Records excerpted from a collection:
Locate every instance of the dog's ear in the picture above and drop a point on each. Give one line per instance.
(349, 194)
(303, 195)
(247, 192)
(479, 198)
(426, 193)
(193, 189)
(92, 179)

Problem description: The response should be an exact copy of all the records above.

Task solution:
Locate every instance of the dog's ear in the picture above and drop a point on each. Give one line per instance.
(349, 194)
(303, 195)
(247, 192)
(479, 198)
(426, 193)
(193, 189)
(92, 179)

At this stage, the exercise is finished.